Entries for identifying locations
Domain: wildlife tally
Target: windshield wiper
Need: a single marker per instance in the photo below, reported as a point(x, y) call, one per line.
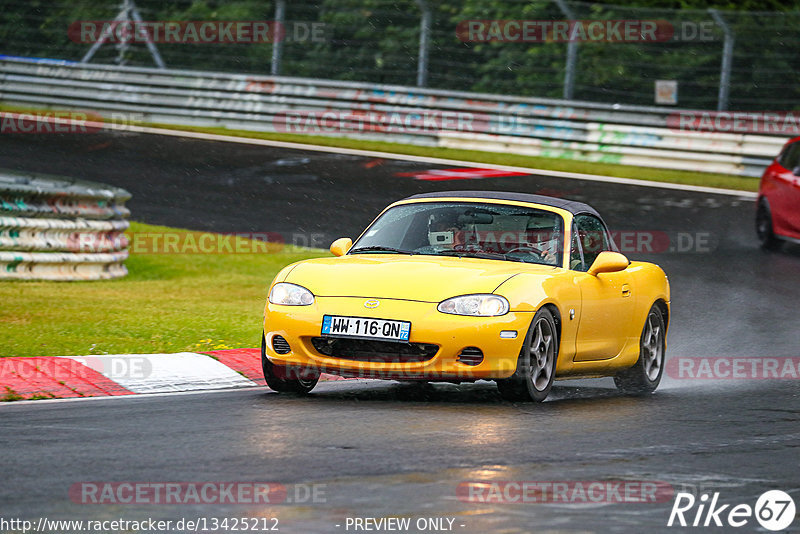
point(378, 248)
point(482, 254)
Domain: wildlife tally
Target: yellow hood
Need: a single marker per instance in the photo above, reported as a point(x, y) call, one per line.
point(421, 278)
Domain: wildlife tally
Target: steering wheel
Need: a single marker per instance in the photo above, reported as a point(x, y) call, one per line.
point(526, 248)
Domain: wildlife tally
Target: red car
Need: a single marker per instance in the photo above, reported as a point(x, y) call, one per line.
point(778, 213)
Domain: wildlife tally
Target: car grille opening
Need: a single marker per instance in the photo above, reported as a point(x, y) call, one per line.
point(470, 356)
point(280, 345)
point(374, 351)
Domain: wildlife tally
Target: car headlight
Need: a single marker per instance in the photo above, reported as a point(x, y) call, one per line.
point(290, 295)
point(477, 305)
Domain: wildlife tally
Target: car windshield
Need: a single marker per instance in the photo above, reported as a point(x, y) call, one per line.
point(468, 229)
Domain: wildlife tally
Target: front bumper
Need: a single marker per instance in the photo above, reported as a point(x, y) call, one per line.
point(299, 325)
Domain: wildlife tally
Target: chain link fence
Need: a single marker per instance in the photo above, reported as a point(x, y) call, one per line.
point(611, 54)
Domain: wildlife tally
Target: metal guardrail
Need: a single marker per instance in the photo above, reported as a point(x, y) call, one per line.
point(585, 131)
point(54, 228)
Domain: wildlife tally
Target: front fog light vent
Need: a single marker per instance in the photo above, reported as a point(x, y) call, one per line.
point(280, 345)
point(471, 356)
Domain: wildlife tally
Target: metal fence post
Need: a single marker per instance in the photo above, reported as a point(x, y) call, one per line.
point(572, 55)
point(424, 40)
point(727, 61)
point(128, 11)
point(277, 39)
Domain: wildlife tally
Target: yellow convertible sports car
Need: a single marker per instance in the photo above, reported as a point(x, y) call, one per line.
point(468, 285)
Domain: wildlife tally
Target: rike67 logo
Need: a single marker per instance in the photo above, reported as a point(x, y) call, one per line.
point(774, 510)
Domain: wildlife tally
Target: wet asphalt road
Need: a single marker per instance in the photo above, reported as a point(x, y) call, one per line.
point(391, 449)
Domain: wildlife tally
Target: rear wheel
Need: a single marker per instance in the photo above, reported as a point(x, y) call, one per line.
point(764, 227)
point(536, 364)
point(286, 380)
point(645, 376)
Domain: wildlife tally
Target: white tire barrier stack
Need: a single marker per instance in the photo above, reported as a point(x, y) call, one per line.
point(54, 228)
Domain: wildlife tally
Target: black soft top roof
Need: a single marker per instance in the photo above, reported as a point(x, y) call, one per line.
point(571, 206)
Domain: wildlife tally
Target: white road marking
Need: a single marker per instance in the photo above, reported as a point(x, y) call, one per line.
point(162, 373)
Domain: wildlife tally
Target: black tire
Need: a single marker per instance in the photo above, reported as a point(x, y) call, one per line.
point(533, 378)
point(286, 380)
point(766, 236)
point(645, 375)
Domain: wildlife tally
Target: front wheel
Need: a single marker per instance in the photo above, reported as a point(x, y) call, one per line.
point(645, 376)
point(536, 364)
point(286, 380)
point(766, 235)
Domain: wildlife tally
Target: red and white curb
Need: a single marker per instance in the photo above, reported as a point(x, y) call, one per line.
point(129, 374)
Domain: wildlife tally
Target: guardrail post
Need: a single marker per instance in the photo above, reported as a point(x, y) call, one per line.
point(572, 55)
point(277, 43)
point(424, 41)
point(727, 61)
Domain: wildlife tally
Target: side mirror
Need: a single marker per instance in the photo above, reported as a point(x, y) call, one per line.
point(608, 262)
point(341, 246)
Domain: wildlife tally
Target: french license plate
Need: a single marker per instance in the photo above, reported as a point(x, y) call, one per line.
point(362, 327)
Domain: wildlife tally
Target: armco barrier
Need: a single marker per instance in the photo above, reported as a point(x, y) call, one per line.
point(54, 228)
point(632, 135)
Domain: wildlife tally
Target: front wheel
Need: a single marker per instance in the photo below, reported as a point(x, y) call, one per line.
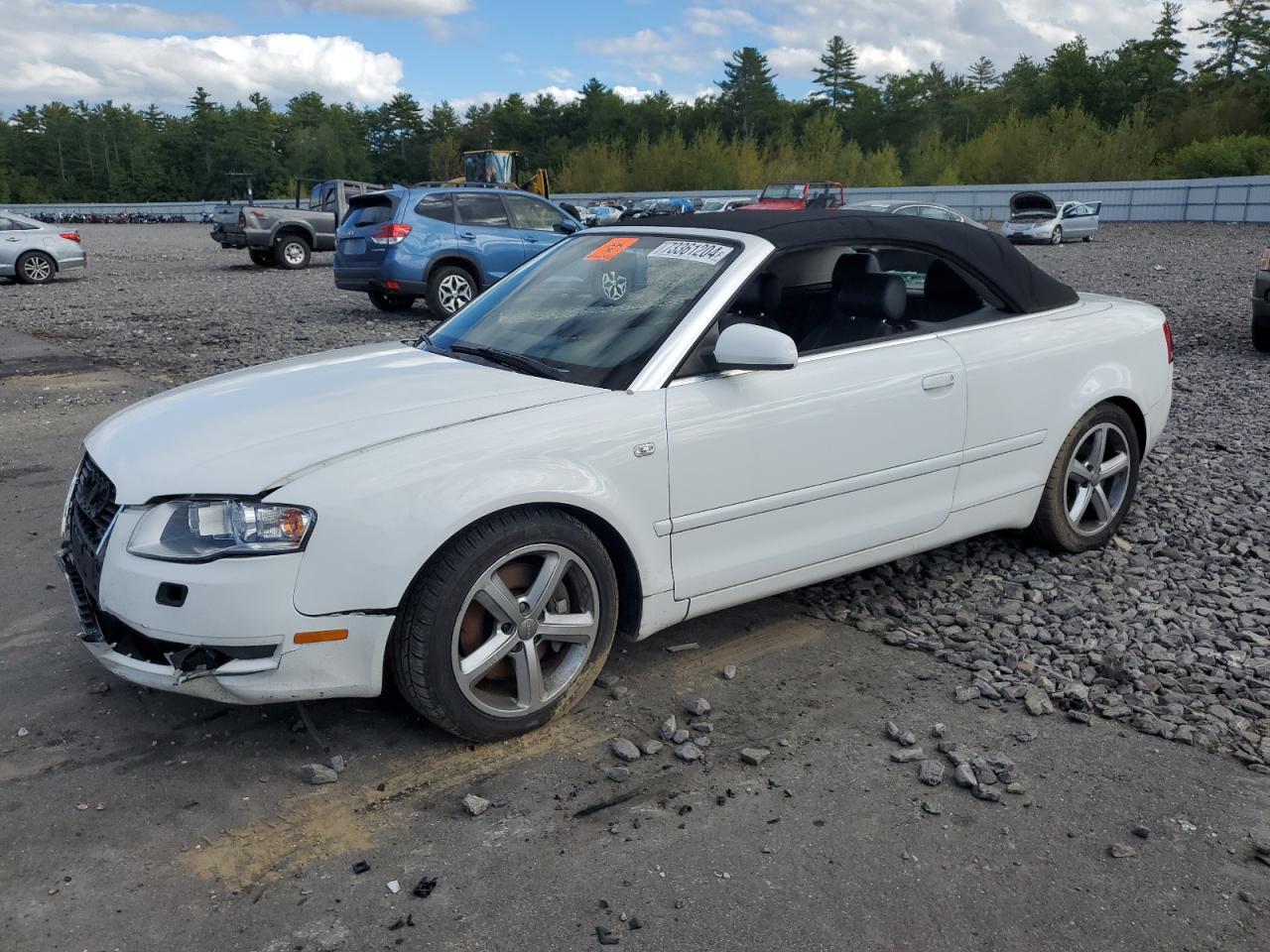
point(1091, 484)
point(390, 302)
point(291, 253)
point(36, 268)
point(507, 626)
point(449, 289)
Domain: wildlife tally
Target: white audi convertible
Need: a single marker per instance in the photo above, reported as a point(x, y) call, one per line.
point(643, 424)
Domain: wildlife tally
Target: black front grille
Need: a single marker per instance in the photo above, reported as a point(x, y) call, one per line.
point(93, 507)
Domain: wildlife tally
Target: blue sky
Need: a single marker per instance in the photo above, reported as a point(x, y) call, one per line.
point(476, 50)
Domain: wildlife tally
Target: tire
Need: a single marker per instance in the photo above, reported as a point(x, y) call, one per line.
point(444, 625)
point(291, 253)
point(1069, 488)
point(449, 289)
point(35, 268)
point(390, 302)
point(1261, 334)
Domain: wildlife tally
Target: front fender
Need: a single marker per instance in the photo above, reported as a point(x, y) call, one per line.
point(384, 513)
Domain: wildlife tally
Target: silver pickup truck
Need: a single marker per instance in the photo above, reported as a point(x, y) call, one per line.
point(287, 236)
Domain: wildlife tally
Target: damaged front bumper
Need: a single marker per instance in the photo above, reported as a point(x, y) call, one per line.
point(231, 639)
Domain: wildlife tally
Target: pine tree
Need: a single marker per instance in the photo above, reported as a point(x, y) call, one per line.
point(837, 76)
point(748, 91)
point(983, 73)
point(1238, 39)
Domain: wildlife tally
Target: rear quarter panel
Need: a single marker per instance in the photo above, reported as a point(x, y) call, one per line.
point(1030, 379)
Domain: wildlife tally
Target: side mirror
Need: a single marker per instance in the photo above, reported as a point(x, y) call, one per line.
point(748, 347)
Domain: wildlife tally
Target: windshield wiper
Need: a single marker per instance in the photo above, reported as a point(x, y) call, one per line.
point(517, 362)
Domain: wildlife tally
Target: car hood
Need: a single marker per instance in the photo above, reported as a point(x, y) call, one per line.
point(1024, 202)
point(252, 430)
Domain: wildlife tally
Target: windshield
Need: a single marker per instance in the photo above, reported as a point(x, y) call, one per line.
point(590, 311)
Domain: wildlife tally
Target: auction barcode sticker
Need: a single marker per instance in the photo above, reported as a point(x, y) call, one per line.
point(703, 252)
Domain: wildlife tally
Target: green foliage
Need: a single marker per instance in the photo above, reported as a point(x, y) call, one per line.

- _Problem statement_:
Rescale the items from the start of the list through the line holding "point(421, 278)", inclusive, and give only those lines again, requests included, with every coordinate in the answers multiplied by 2.45 and rounded to a whole number, halves rounding up. Leave the pictures out of your answer.

- _Solution for this problem_:
Domain: wildlife tally
Target: windshield wiper
Need: a single marker per instance in the photo below, reported as a point(x, y) call, one per line.
point(926, 608)
point(1181, 622)
Domain: wildlife tally
Target: yellow hood
Need: a single marker per instance in the photo above, reported as a point(x, y) call, one per line.
point(1031, 681)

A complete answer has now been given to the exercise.